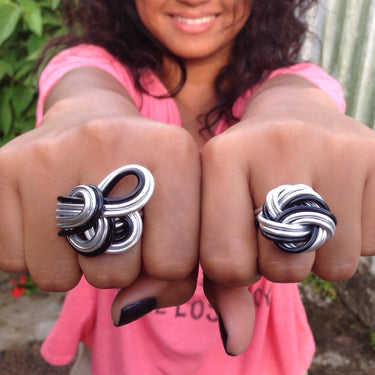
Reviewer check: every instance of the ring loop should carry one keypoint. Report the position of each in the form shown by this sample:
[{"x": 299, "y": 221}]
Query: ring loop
[
  {"x": 93, "y": 223},
  {"x": 296, "y": 219}
]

--------

▸ **TASK DIRECTIONS**
Pictures stay out; reproduce every line of the records exactly.

▸ **TASK SOLUTION**
Reviewer check: every instance of the ring loop should carry one keypoint. Report the position of each in the form shown by this sample:
[{"x": 299, "y": 221}]
Query: ring loop
[
  {"x": 93, "y": 223},
  {"x": 296, "y": 219}
]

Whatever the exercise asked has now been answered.